BRIEF:
Please set down every entry again exactly as it stands, without the pictures.

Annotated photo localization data
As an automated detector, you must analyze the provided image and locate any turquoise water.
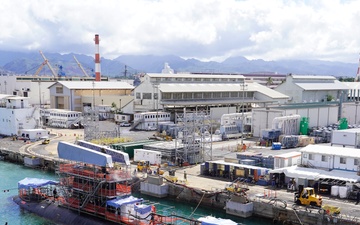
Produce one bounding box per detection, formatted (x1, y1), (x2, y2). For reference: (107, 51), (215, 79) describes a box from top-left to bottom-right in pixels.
(0, 161), (270, 225)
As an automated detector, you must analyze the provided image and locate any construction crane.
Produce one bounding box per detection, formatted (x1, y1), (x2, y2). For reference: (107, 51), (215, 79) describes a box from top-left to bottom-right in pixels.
(39, 50), (57, 78)
(73, 55), (90, 77)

YOUR SOLUTION:
As an automated detector, you must analyze the provided image and locate any turquoise water.
Produce one bounding box per detection, formatted (x1, y1), (x2, y2). For reference: (107, 51), (215, 79) describes a box from top-left to bottom-right in pixels.
(0, 161), (270, 225)
As an automated detector, you must analyze the provided image and locate any construction crane.
Produce one bounding box per detection, formatted (x1, y1), (x2, y2). For reference: (107, 51), (215, 79) describes a box from top-left to bottom-right in pixels.
(39, 50), (57, 78)
(73, 55), (90, 77)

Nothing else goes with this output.